[[ Supplied entries open ]]

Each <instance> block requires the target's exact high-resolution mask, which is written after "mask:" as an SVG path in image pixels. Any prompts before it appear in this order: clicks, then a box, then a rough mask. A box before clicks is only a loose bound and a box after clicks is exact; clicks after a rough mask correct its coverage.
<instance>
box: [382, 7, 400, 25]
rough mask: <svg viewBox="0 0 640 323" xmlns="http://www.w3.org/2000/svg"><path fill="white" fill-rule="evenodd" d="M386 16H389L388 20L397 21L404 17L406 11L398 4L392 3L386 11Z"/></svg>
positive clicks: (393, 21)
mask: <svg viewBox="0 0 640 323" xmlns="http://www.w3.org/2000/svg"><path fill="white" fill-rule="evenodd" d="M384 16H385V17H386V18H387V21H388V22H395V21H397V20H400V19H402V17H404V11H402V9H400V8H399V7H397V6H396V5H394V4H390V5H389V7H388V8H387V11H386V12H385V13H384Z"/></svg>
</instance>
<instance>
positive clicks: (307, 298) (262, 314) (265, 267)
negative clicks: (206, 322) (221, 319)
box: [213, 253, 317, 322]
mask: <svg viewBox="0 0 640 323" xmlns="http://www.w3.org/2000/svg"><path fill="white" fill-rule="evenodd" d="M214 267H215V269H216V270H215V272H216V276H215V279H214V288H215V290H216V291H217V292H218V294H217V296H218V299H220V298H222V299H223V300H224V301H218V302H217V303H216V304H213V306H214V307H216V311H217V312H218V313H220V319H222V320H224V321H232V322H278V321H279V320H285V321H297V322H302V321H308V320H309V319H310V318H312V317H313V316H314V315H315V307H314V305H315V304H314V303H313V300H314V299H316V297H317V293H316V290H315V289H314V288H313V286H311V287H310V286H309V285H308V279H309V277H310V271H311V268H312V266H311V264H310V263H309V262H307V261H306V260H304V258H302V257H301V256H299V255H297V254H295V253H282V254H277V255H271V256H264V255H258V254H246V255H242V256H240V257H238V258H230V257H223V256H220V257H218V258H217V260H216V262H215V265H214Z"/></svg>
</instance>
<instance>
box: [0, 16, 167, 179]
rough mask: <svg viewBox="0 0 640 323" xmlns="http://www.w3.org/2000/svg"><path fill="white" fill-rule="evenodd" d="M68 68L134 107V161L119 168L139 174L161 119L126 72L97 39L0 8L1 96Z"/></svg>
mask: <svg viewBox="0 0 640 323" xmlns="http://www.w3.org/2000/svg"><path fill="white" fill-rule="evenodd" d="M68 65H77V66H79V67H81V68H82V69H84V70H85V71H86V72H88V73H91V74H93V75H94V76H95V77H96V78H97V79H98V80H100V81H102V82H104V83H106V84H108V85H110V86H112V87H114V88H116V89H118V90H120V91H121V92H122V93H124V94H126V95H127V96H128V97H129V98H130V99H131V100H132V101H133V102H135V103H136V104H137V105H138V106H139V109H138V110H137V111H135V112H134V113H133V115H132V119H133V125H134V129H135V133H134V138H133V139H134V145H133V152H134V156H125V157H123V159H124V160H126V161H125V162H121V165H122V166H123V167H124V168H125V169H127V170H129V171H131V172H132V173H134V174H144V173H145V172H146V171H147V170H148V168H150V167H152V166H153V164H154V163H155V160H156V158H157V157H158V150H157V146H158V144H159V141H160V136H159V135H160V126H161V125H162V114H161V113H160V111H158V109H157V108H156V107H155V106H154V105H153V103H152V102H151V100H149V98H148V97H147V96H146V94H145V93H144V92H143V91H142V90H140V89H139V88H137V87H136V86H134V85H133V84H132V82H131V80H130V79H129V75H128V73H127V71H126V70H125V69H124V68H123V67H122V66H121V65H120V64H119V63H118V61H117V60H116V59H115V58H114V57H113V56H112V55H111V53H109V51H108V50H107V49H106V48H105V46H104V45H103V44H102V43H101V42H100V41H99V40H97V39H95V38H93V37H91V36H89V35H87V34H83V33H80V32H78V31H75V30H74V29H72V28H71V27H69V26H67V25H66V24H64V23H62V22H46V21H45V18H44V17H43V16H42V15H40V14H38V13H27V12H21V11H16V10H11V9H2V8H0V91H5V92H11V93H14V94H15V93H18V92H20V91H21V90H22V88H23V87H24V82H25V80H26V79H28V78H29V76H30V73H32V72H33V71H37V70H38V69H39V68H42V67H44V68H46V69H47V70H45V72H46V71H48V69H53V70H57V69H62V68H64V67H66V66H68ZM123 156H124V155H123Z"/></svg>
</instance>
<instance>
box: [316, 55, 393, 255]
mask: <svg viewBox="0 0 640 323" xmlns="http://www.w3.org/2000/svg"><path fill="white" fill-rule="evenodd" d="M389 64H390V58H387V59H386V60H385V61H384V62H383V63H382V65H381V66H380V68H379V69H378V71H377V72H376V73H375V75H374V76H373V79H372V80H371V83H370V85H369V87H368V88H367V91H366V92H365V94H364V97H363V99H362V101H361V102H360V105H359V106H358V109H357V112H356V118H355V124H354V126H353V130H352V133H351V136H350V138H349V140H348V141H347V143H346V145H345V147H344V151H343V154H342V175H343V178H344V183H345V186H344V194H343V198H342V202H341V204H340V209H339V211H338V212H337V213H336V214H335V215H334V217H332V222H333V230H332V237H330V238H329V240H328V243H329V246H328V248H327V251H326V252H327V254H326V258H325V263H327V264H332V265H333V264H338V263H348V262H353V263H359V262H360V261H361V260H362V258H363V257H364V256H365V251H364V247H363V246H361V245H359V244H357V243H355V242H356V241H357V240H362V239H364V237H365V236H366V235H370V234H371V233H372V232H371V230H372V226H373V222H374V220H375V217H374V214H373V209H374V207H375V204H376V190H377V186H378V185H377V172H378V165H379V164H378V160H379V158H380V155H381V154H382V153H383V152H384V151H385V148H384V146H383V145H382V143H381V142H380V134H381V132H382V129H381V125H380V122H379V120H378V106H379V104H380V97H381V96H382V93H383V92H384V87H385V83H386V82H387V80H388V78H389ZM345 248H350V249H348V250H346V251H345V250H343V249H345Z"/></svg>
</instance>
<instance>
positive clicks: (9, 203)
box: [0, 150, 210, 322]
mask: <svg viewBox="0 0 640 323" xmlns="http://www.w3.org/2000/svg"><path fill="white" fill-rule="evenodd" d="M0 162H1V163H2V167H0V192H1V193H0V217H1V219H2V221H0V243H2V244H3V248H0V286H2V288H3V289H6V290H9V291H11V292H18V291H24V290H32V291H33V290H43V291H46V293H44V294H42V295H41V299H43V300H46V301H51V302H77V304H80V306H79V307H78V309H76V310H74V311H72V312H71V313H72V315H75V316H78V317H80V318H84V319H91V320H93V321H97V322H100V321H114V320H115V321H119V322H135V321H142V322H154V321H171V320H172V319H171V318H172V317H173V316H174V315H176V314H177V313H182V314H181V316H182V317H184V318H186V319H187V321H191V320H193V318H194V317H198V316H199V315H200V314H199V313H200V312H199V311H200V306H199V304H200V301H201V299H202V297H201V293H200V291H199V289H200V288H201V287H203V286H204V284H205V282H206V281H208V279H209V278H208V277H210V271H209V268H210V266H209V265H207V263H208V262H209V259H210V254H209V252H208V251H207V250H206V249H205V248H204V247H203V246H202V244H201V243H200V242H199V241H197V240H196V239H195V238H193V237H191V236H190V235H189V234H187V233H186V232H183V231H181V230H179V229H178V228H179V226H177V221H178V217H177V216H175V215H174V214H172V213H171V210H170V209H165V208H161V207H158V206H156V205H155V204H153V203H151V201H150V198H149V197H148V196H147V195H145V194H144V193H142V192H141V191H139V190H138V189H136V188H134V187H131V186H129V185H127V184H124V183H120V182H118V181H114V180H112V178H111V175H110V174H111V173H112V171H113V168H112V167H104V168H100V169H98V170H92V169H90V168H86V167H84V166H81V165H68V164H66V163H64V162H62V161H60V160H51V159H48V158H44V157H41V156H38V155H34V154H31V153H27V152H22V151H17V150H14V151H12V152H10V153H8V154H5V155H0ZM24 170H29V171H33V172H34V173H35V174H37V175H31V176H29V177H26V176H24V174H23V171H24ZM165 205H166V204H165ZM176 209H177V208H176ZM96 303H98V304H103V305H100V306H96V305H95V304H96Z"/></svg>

[[ Supplied entries closed ]]

Return the lines of the records word for word, from the start of the records through the line containing "box: [382, 7, 400, 25]".

Each <instance> block requires the target's exact high-resolution mask, which is written after "mask:" as an SVG path in image pixels. Any prompts before it appear in this order: clicks, then a box, then a rough mask. A box before clicks is only a loose bound and a box after clicks is exact; clicks after a rough mask correct its coverage.
<instance>
box: [382, 7, 400, 25]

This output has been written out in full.